指示文:
逆潮流防止に関する文章から、「一方で、太陽光発電が普及した」から「を防止する手段が求められる。」までの部分を、両端の語句も含めて一字一句変えずに書き写してください。

近年、電力固定金額買取り制度(以降、FITと記す)や税制上の優遇措置により、太陽光発電システムが世界中に普及している。大量普及と、市場競争原理により太陽光発電システムのkWあたりのコストが低下し、日射条件の良い地域においては火力発電などの従来の発電システムによる発電コストに比べて太陽光発電システムによる発電コストが安くなる、いわゆるグリッドパリティが成立し始めている。
一方で、太陽光発電が普及したことにより、地域によっては、FITでの電力買取り金額が低下したり、廃止されたりしている。これを受け、売電目的ではなく、太陽光で発電する電力を自設備内で消費する自家消費型太陽光発電の導入ケースが増えてきている。
電力系統運営者は、需要家内に発電設備が導入される場合、系統の安定運用のために、系統への逆潮流を防止する逆潮流防止リレーの設置を需要家に要求する場合がある。本リレーは、需要家の受電点電力を検出し、受電点電力に基づいて逆潮流の発生を検出した場合には、受電点の遮断器を開放する。そのため、逆潮流が発生すると需要家側は停電となる。このため、自家消費型太陽光発電システムでは逆潮流の発生を防止する手段が求められる。
逆潮流の防止に関する従来技術として、特許文献1および特許文献2に記載の技術が知られている。
特許文献1(段落0142~0150)に記載される技術では、集中管理装置が、連系点電力と逆潮流回避目標値とに基づいて、逆潮流を抑制するための抑制指標および充放電指標を算出し、算出した抑制指標および充放電指標を複数のパワーコンディショナに送信する。複数のパワーコンディショナは、受信したこれらの指標に応じて分散的に制御される。
特許文献2(要約書など)に記載される技術では、系統からの受電電力を測定する電力測定ユニットが、受電電力に関するデータと逆潮流の有無に関する信号をパワーコンディショナに送信する。パワーコンディショナは、受信したこれらデータおよび信号に基づいて、出力電力が制御される。
上記の従来技術では、電力変換器と制御手段との間の通信異常が発生すると、設備内負荷の低下や日射増加により逆潮流が発生するおそれがある。
そこで、本発明は、通信異常時に逆潮流の発生を防止できる電力変換器およびその制御方法を提供する。
上記課題を解決するために、本発明による電力変換器は、太陽光発電による直流電力を交流電力に変換するものであって、電力変換器の交流側は、電力系統から電力を受電しかつ負荷が接続される母線に接続され、通信によって取得される情報に基づいて電力変換器の出力電力の上限を設定して電力変換器の出力電力を制御する制御装置を備え、制御装置は、通信の異常が発生すると、出力電力の上限を、負荷に応じて設定される零より大きな所定値に切り替え、出力電力を抑制する。
また、上記課題を解決するために、本発明による電力変換器の制御方法は、太陽光発電による直流電力を交流電力に変換する電力変換器の制御方法であり、電力変換器の交流側は、電力系統から電力を受電しかつ負荷が接続される母線に接続され、通信によって取得される情報に基づいて電力変換器の出力電力の上限を設定して電力変換器の出力電力を制御し、通信の異常が発生すると、出力電力の上限を、負荷に応じて設定される零より大きな所定値に切り替え、出力電力を抑制する。

提供エントリ:
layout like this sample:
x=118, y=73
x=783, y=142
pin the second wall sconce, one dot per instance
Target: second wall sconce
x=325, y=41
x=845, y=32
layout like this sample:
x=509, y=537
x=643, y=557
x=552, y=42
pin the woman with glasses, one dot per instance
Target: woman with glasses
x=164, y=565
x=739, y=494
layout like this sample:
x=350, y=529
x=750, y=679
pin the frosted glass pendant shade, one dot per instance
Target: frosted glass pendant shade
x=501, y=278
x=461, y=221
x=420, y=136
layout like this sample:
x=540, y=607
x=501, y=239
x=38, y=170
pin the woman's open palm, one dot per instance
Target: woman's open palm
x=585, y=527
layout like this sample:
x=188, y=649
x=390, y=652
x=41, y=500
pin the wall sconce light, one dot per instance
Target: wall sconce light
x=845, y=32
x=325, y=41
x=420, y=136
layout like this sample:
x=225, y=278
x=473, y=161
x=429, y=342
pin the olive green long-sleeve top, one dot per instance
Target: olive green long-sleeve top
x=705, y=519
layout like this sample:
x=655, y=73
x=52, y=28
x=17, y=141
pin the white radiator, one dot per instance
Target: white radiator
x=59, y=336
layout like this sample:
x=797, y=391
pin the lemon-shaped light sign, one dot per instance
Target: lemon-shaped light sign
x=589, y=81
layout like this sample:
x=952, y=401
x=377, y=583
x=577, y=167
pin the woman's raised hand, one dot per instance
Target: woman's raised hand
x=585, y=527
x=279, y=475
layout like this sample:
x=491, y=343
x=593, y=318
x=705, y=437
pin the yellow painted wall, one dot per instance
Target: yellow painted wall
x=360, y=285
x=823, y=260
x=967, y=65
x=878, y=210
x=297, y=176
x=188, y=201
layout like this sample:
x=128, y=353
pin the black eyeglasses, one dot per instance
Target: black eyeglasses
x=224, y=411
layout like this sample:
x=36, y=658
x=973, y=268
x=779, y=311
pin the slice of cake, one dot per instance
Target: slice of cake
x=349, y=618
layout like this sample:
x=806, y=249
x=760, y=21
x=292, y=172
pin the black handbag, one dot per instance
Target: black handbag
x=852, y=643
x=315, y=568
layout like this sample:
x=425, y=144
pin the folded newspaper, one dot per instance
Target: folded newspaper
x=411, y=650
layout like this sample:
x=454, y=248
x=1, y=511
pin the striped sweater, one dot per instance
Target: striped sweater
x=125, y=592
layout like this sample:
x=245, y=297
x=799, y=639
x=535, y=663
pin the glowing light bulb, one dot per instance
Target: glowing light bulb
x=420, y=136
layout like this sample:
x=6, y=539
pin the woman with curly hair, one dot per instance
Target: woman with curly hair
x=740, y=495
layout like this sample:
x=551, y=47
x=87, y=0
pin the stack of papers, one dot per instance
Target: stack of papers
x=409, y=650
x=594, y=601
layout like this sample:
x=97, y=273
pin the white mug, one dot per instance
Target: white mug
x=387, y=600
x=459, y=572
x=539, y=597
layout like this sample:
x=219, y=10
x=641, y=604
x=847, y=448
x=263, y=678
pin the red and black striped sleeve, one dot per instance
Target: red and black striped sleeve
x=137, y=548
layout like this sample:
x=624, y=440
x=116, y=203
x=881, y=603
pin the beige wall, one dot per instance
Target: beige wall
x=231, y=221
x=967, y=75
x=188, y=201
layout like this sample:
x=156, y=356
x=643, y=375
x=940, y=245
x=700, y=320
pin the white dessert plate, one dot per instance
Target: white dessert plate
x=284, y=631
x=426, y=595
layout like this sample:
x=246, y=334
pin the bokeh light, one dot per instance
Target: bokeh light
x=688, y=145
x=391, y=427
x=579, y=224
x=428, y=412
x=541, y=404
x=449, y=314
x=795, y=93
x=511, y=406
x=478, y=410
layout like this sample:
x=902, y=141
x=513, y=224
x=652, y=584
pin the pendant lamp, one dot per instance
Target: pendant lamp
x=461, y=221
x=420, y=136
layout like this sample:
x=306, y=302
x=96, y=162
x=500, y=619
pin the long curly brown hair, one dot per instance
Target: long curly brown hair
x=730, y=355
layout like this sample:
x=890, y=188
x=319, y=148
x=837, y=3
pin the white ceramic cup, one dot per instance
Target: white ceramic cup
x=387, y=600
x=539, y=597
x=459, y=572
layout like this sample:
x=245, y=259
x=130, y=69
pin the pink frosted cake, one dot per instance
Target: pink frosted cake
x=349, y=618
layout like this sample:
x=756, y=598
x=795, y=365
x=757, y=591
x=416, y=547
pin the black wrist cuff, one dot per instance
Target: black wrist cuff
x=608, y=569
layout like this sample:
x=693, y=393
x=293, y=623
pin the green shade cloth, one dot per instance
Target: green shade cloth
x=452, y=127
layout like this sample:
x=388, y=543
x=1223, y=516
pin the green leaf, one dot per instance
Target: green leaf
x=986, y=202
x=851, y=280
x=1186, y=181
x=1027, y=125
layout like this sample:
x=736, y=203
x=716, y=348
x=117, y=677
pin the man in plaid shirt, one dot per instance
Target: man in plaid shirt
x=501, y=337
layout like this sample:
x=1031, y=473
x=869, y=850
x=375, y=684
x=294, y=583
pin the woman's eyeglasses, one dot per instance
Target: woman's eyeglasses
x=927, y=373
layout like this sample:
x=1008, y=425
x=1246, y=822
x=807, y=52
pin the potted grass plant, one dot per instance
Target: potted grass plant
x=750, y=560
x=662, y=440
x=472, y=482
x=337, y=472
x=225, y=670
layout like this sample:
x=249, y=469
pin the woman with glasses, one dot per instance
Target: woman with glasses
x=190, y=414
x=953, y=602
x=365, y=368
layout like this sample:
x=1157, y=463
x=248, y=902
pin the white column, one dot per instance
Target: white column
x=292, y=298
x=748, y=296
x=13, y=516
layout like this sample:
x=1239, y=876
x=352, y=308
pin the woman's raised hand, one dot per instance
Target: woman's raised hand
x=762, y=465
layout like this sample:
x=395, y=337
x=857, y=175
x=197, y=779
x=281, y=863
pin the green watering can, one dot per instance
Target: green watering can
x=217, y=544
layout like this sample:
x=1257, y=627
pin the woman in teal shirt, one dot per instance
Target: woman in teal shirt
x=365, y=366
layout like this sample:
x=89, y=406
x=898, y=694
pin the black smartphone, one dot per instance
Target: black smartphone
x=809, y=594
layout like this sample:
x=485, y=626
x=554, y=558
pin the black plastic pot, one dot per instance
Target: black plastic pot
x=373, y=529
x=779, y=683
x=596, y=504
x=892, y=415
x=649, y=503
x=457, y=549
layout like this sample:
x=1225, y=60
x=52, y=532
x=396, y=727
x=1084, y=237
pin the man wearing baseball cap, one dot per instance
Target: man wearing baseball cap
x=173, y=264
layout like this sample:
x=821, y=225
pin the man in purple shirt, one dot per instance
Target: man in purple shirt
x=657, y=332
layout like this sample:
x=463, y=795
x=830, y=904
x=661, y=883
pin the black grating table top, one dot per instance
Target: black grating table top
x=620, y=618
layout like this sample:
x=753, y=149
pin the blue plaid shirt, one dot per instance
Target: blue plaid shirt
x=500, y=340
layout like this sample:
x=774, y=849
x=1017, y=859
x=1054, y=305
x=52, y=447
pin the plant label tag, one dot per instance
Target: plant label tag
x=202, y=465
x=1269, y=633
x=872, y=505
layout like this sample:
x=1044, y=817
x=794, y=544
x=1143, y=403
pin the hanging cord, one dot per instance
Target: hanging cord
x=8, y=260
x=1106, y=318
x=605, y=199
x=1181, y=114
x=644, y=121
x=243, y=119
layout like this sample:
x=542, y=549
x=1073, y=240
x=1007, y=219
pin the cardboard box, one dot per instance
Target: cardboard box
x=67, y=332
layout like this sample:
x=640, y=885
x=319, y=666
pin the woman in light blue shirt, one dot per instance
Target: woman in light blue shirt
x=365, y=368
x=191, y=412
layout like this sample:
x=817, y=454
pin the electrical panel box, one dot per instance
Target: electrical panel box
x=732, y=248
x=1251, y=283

正解:
一方で、太陽光発電が普及したことにより、地域によっては、FITでの電力買取り金額が低下したり、廃止されたりしている。これを受け、売電目的ではなく、太陽光で発電する電力を自設備内で消費する自家消費型太陽光発電の導入ケースが増えてきている。
電力系統運営者は、需要家内に発電設備が導入される場合、系統の安定運用のために、系統への逆潮流を防止する逆潮流防止リレーの設置を需要家に要求する場合がある。本リレーは、需要家の受電点電力を検出し、受電点電力に基づいて逆潮流の発生を検出した場合には、受電点の遮断器を開放する。そのため、逆潮流が発生すると需要家側は停電となる。このため、自家消費型太陽光発電システムでは逆潮流の発生を防止する手段が求められる。